CONSIGNE:
Prolongez la critique du film The Crow reproduite ci-dessous en rédigeant la suite qui vient après son synopsis.

EXTRAIT:
Critique : The Crow

0
93

The Crow

USA 2024
Réalisateur: Rupert Sanders
Scénaristes: Zach Baylin ; Kevin Cornish ; Cliff Dorfman ; Alex Tse ; Jesse Wigutow
Casting: Bill Skarsgard ; Tahliah Debrett Barnett; Danny Houston
Distributeur: Metropolitan FilmExport
Genre : Thriller ; Fantastique
Durée : 1h51 min
Date de sortie (FR): 21 Août 2024

2/5


Le cinéma, art de la tromperie, de l’absorption et de l’opacité, n’a jamais été particulièrement fidèle. Il est intéressant par contre,  de relever les thèmes, les facettes, la couleur de l’héritage que viennent tromper et peut-être réinventer tous les reboots/ remakes et autres emprunts qui pullulent sur nos écrans à un rythme accéléré. Ca ne sauvera malheureusement pas cette version bancale de THE CROW sauce 2024


Synopsis : Eric Draven et sa fiancée se font agresser et tuer par un gang après que la voiture du couple soit tombée en panne. Eric est ressuscité par un corbeau et se venge de ceux qui ont pris sa vie et celle de sa dulcinée.

ENTRÉES FOURNIES:
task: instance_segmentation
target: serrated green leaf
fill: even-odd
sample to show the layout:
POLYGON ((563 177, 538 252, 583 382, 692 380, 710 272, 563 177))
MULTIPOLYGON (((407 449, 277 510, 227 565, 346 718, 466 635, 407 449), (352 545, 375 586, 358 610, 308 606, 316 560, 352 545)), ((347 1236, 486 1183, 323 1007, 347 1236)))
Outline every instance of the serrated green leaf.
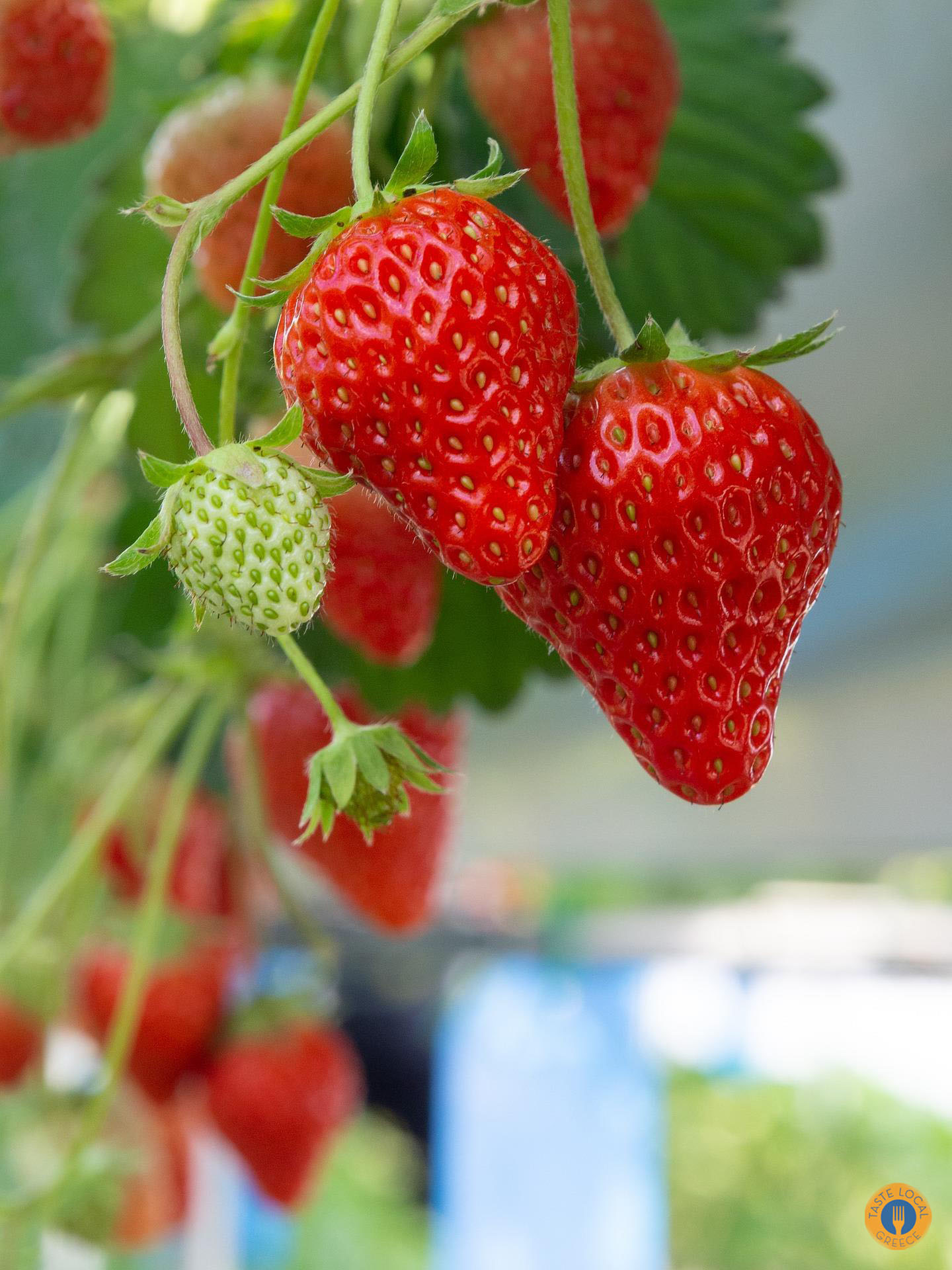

RÉPONSE PROPOSÉE:
Nous retrouvons donc Rupert Sanders qui s’est déjà cassé les dents il y a quelques années sur une adaptation courageuse à défaut d’être bien solide de Ghost in the Shell ( Rupert Sanders 2017) en live action. Là où le film s’essoufflait dans un deuxième acte interminable au parfum de questionnements sur l’âme dans la machine avec la subtilité et le rythme d’un clip de variété française, il y avait tout de même quelque chose d’une énergie sincère, presque enfantine, dans ce film boursouflé dont l’intention de départ semblait venir d’une vraie démarche révérencieuse de fan. Il n’y a pas, après tout, à vouloir lui faire payer la dette d’une allégeance toute subjective à l’œuvre originale.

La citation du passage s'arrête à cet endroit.